> EXTRACTED MATERIAL

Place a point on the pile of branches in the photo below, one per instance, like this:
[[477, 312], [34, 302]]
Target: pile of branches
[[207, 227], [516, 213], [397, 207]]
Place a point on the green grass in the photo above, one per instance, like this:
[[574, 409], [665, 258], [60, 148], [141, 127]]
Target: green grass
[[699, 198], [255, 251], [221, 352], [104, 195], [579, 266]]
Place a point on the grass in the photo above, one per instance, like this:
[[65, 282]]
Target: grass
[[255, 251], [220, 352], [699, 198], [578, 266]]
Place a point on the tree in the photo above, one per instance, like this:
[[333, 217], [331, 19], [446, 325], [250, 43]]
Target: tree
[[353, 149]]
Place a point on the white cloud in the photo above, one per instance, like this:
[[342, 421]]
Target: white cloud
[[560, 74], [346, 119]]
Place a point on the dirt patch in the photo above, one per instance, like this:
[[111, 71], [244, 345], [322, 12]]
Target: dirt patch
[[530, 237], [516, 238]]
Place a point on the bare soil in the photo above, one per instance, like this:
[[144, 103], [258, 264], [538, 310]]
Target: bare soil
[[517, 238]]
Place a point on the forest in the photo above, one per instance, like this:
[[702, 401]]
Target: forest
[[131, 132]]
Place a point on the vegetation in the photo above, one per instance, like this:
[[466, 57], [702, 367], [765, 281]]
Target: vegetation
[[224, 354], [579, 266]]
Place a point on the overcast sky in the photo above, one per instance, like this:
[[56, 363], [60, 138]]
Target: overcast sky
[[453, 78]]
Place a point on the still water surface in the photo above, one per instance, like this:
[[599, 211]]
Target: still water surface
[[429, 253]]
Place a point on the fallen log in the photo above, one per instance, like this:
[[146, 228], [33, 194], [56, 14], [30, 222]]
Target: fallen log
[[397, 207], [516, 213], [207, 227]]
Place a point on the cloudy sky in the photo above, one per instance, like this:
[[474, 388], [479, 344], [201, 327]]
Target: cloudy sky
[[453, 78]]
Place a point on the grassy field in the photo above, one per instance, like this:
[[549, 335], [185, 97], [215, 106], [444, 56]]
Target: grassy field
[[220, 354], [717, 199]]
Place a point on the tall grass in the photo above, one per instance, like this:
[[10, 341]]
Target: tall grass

> EXERCISE DESCRIPTION
Set every line of the listing down word for word.

> ANSWER IN FULL
Place a point on the pile of branches in the photo below, one per instance, like this:
[[477, 312], [34, 302]]
Target: pile of branches
[[207, 227], [516, 213], [397, 207]]
Place a point on the green grass in the photo above, one per instance, like this:
[[574, 409], [665, 258], [60, 148], [141, 127]]
Target: green grass
[[699, 198], [255, 251], [221, 352], [104, 195], [579, 266]]
Place a point on the grass in the photo above, one per instance, like this:
[[65, 282]]
Target: grass
[[255, 251], [220, 352], [699, 198], [578, 266]]
Place a point on the tree in the photo above, one per instance, like this:
[[333, 217], [331, 19], [446, 325], [250, 43]]
Target: tree
[[353, 149]]
Place a point on the white cloud in the photo above, one per instance, like this:
[[342, 421]]
Target: white cloud
[[560, 74], [346, 119]]
Place a point on the dirt patch in the photo above, one per instance, like this:
[[111, 71], [244, 345], [322, 12]]
Target: dirt patch
[[530, 237], [516, 238]]
Place a point on the bare soil in the photo above, one per instance, like this:
[[144, 103], [258, 264], [538, 310]]
Target: bare soil
[[517, 238]]
Place a point on the forest in the photo above, one per instance, like this:
[[702, 401]]
Target: forest
[[131, 132]]
Place a point on the vegetation in the photo above, one per instance, like this:
[[466, 57], [702, 367], [765, 281]]
Target: vegetation
[[224, 354], [579, 266]]
Place a point on the overcast sky in the photo above, one per instance, like this:
[[56, 363], [60, 138]]
Target: overcast sky
[[453, 78]]
Place a point on the still water surface in the photo above, one per instance, like this:
[[599, 211]]
Target: still water surface
[[429, 253]]
Place a point on the fallen log in the photo above, one per instance, like this:
[[146, 228], [33, 194], [56, 14], [30, 222]]
Target: fallen log
[[397, 207], [516, 213], [207, 227]]
Place a point on the cloudy sky in the photo above, one per instance, like this:
[[474, 388], [479, 344], [201, 327]]
Target: cloudy sky
[[453, 78]]
Place a point on the grassy field in the photo above, one per instance, like this:
[[549, 335], [185, 97], [215, 106], [444, 56]]
Target: grassy field
[[220, 354], [717, 199]]
Place a point on the tall grass in the photo above, one per instance, like this:
[[10, 341]]
Target: tall grass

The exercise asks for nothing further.